Written instruction >> Can you output, word for word, everything from the line containing "of the high-rise" down to the end of the items below, including both the first and last lines?

Provided data >>
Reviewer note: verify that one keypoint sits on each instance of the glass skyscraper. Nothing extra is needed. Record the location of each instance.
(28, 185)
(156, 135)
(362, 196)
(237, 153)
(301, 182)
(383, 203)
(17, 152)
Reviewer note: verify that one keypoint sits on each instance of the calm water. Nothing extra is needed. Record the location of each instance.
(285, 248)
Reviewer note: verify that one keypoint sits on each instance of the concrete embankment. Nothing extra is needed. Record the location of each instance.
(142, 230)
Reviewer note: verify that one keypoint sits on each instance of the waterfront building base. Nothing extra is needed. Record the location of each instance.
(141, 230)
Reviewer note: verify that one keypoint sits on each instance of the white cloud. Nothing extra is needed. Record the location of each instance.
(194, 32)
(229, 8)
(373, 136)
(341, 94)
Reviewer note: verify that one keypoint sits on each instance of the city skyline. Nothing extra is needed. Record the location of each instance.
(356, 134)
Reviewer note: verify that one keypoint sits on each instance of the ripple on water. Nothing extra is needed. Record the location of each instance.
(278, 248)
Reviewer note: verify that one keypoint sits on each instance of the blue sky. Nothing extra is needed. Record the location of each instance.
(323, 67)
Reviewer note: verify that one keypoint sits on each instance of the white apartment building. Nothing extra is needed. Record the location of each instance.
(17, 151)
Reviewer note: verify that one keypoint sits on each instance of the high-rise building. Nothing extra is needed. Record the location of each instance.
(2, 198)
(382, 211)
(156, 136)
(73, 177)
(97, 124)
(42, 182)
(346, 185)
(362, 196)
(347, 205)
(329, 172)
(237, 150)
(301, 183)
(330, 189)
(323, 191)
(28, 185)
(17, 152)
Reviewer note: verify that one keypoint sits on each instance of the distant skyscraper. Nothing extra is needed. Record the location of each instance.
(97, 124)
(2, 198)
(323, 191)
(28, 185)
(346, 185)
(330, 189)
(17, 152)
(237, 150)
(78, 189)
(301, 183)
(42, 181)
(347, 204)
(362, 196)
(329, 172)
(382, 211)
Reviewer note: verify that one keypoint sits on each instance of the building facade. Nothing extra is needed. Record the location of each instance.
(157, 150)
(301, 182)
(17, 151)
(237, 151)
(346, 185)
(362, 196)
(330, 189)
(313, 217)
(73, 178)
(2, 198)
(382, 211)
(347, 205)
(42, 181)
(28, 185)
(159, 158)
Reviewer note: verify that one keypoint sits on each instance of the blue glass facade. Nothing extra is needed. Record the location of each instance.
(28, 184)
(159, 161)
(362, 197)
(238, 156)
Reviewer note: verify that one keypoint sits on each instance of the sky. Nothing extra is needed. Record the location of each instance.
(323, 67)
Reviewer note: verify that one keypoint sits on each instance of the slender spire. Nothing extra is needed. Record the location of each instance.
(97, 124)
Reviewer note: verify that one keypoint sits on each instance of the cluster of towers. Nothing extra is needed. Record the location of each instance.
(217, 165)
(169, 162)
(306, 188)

Solution to the exercise >>
Reviewer note: verify that one keypoint sits on each instance of the high-rise building. Nothing extra is needed. Record the location of each instance.
(2, 198)
(382, 211)
(156, 136)
(73, 177)
(97, 124)
(42, 182)
(346, 185)
(362, 196)
(347, 205)
(329, 172)
(237, 150)
(301, 183)
(330, 189)
(323, 191)
(28, 185)
(17, 152)
Reviewer note: verify that one keypoint sits on each instance of the distant skyscraper. Nothing extra is needed. Record the location of each instance.
(97, 124)
(2, 198)
(323, 191)
(28, 185)
(346, 185)
(330, 189)
(17, 152)
(237, 150)
(78, 189)
(301, 183)
(42, 181)
(347, 204)
(362, 196)
(329, 172)
(382, 211)
Reviewer note: verify that one keypoint sits on each instance of the building facade. Nothing extra is needed. Record the location of each instance.
(157, 150)
(301, 182)
(17, 151)
(237, 151)
(346, 185)
(362, 196)
(330, 189)
(313, 217)
(73, 178)
(2, 198)
(382, 211)
(347, 205)
(42, 181)
(28, 185)
(159, 158)
Reviewer note: verify that one keypoint sits on each instance of the blue glass facade. Nothing extra is needed. Record the location of each instance.
(28, 184)
(159, 161)
(362, 197)
(238, 156)
Reviewer note: verify that one keypoint sits on each instance of the sky. Nothing extra is needed. Record the location of each instance.
(323, 67)
Reviewer note: verify that one keypoint sits on each instance of the slender spire. Nothing extra is needed. Record the location of each instance.
(97, 124)
Reviewer note: verify that one keypoint sits on each instance of the cluster of towers. Nothing extra is needed. Record the location of each instance.
(217, 165)
(169, 162)
(306, 188)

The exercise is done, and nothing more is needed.